### REQUIRED ACTIONS
• a. Which holiday eating tips does the Christmas sermon below quote from the parishioner's E-mail? List every one.
• b. Answer these questions from the Christmas sermon below:
(i) Of which church is the preacher the rector?
(ii) Which instrument normally accompanies the congregation's voices?
(iii) For what is the parish's offering earmarked?
• c. Carry the Christmas sermon below forward from its final sentence.

### EXCERPT TO READ

_ _ _ _ _ _ _

SERMON PREACHED BY
THE REVEREND DR. HAROLD T. LEWIS, RECTOR
CALVARY EPISCOPAL CHURCH,
PITTSBURGH, PENNSYLVANIA
ON THE FEAST OF THE NATIVITY OF OUR LORD JESUS CHRIST, 2007
 
 
"This shall be a sign unto you; you shall find the Babe wrapped in swaddling clothes and lying in a manger." (Luke 2:12)
 
Last week, I received from a parishioner (who will remain nameless) an E-mail entitled "Holiday Eating Tips." It is too long to cite in its entirety, but some of the tips were these: "Avoid carrot sticks. Anyone who puts carrot sticks on a holiday buffet table knows nothing of the Christmas spirit." Another: "Drink as much eggnog as you can. Who cares that it has 10,000 calories in every sip?" Or this one: "If something comes with gravy, use it." You get the idea. Last Sunday, I was speaking to another parishioner, whom I shall also protect with the shield of anonymity, who wore a multi-colored plaid shirt, an in-your-face Christmas-motif bowtie and a pin-striped suit. In defense of his sartorial envelope-pushing, which would cause the editors of GQ to have a stroke, he explained that Christmas is about excess!
 
And so it is. We over-eat, over-spend and over-decorate our houses. And nor is the church exempt from this deeply ingrained societal habit. While we make do with two modest bouquets of flowers on most Sundays of the year, tonight the church is abloom with a thousand poinsettias. And while our organ is normally the sole instrument accompanying our voices, tonight a brass quintet and tympani make our celebration more festive. And, (dare we say?) even people are in excess! And, as you know, I am not like some tacky preachers who use their Christmas sermons to berate those who have been less than assiduous in church attendance throughout the year. Rather I commend them for their theological insightfulness, for understanding the significance to our faith of the Nativity of Jesus Christ. Besides, the wise preacher knows that an excessive crowd translates into an excessive offering, which in this parish, by the way, is earmarked for outreach!

_ _ _ _ _ _ _

### ITEMS
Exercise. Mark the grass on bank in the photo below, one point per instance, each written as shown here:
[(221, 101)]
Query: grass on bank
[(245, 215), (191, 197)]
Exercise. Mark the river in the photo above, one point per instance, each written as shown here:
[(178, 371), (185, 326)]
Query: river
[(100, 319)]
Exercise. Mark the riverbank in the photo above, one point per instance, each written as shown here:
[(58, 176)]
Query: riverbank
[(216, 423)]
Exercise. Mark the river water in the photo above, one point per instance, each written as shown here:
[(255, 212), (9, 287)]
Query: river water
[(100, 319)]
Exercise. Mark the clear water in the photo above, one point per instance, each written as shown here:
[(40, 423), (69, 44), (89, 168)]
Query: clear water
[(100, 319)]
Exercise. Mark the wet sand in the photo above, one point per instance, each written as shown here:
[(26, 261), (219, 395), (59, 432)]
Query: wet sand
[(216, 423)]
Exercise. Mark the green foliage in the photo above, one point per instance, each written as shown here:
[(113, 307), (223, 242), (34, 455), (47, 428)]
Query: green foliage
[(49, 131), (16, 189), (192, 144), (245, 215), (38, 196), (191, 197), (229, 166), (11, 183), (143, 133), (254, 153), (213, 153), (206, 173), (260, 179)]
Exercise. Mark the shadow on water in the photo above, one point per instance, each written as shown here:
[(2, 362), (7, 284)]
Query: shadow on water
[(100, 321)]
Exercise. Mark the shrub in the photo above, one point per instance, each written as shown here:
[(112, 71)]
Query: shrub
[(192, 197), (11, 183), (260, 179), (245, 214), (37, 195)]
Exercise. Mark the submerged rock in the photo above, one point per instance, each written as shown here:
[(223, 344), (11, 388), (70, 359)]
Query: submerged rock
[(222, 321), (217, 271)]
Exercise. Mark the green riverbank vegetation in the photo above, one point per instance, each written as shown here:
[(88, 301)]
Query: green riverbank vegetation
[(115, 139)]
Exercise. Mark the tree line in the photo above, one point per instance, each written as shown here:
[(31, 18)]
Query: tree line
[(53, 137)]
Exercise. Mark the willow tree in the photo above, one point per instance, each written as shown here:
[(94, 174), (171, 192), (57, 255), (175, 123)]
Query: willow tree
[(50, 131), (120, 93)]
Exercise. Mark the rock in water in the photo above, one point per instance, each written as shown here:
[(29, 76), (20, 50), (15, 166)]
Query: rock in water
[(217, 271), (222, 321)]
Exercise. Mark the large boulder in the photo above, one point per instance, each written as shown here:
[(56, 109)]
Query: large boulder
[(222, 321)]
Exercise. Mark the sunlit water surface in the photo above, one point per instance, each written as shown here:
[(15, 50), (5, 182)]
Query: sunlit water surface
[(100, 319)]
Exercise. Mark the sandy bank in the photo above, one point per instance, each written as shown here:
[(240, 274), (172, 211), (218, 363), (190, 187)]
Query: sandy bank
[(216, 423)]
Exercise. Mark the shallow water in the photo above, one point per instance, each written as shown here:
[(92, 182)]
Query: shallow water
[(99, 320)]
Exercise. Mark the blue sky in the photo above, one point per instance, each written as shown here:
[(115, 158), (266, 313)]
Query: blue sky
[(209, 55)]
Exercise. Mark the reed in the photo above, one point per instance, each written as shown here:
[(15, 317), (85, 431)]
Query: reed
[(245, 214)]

_ _ _ _ _ _ _

### EXERCISE ANSWERS
• a.
- "Avoid carrot sticks."
- "Drink as much eggnog as you can."
- "If something comes with gravy, use it."

• b.
(i) Calvary Episcopal Church in Pittsburgh, Pennsylvania
(ii) The organ
(iii) Outreach

• c.
Now many Bah! Humbug! theologians, steeped in the God-forbid-we-should-have-a-good-time Protestant work ethic, would point to some of the practices I have mentioned as evidence of the commercialization of Christmas in particular and the decadence of society in general. They might even say that such practices manage to take the Christ out of Christmas! To such allegations, may I offer a hearty "Au contraire"? You see, all of these customs have theological underpinnings. Our excesses are but a feeble human attempt to match the excessive outpouring of God's love in sending His only Son to be born for us. Our gifting --- and re-gifting (which is the new euphemism for dumping-that-dreadful-tie-my-co-worker-gave-me-on-somebody-else) are expressions of our appreciation for that unspeakable gift of our Lord's Incarnation.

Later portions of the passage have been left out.